Exercise set:
- A) In the text on fossil fuel investment, how much did Big Oil spend on capital expenditure in 2013?
- B) Using the text on fossil fuel investment, explain why a company would hesitate to build a new fossil fuel plant.
++++ Supplied text ++++
Policies and incentives to divest from fossil fuels discourage competition, stalling the cycle and leaving incumbents with wads of spare cash.
After all, what company will invest in fossil fuels in today’s climate, even as profits rise?
What company wants to take on the risk of building a new plant — which takes years — when some are predicting that fossil fuel assets will be worthless by the next decade?
As a representative voice told Bloomberg earlier this month:
‘“In prior cycles of high oil prices, the majors would be investing heavily in long-cycle deepwater projects that wouldn’t see production for many years,” said Noah Barrett, lead energy analyst at Janus Henderson, which manages $361 billion. “Those type of projects are just off the table right now.”’
The last time crude oil was consistently more than US$100 a barrel was in 2013.
Yet that year saw Big Oil’s capital expenditure rise to US$158.7 billion, almost double what the companies are currently spending.
Some companies are even actively winding down some longer-dated projects.
In February, Origin Energy announced an ‘accelerated coal-fire exit’, shutting Australia’s largest coal-fired power plant a whole seven years early.
++++ Rows ++++
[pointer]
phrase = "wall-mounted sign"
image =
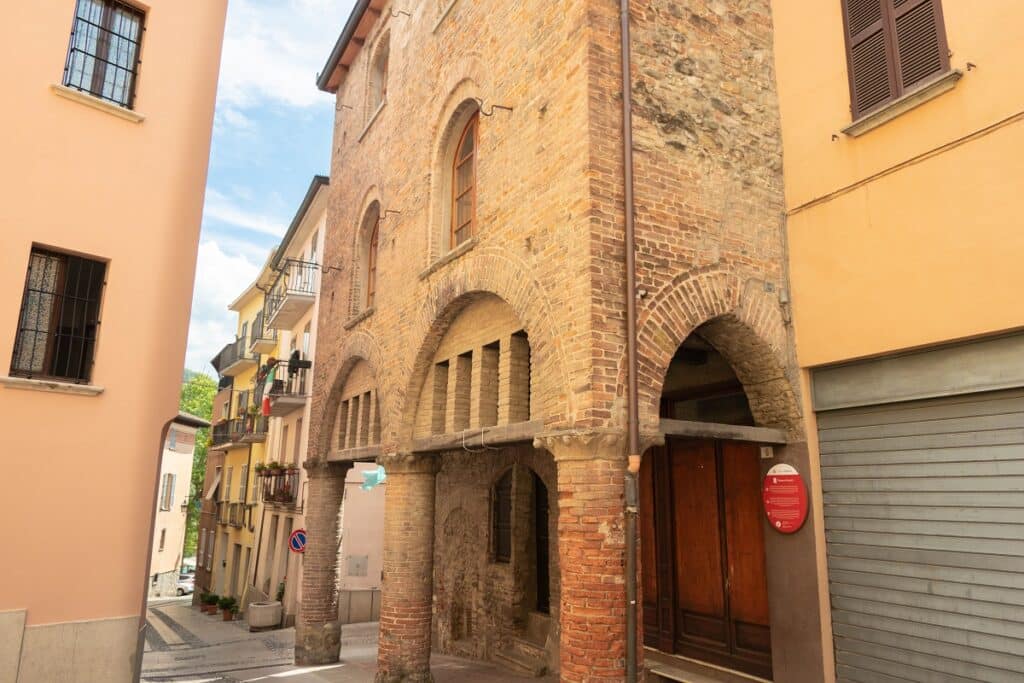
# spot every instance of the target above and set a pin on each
(297, 542)
(785, 499)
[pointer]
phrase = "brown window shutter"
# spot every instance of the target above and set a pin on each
(872, 79)
(892, 45)
(921, 41)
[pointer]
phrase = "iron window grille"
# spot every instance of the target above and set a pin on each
(103, 54)
(56, 331)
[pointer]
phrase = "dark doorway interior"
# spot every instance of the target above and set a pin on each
(543, 572)
(705, 588)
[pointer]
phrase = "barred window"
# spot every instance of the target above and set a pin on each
(102, 57)
(56, 331)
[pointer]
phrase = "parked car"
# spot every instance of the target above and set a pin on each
(186, 584)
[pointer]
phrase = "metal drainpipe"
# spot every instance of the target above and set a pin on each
(143, 609)
(631, 352)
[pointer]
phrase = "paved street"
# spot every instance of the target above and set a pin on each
(184, 645)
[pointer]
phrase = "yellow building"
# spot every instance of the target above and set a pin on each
(260, 487)
(107, 123)
(903, 131)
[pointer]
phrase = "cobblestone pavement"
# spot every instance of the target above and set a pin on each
(184, 645)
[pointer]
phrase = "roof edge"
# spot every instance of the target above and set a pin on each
(324, 79)
(307, 201)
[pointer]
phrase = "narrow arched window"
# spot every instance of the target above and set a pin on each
(464, 184)
(372, 265)
(501, 519)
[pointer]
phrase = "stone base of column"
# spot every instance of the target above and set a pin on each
(403, 677)
(317, 644)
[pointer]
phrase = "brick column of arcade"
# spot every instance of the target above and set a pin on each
(592, 555)
(317, 633)
(407, 600)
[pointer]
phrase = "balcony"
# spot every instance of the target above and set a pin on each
(255, 429)
(223, 508)
(289, 394)
(263, 339)
(292, 295)
(237, 514)
(227, 432)
(235, 358)
(280, 488)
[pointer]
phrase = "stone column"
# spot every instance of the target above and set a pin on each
(407, 599)
(592, 553)
(317, 633)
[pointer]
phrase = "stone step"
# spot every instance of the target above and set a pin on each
(528, 648)
(519, 663)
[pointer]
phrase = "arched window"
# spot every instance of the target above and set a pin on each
(372, 264)
(501, 519)
(378, 76)
(464, 184)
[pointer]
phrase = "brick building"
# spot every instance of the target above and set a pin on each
(473, 311)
++++
Outputs by task:
- A) US$158.7 billion.

- B) Building a new plant takes years, and some are predicting that fossil fuel assets will be worthless by the next decade. That makes the investment a risk few companies want to take on, even as profits rise.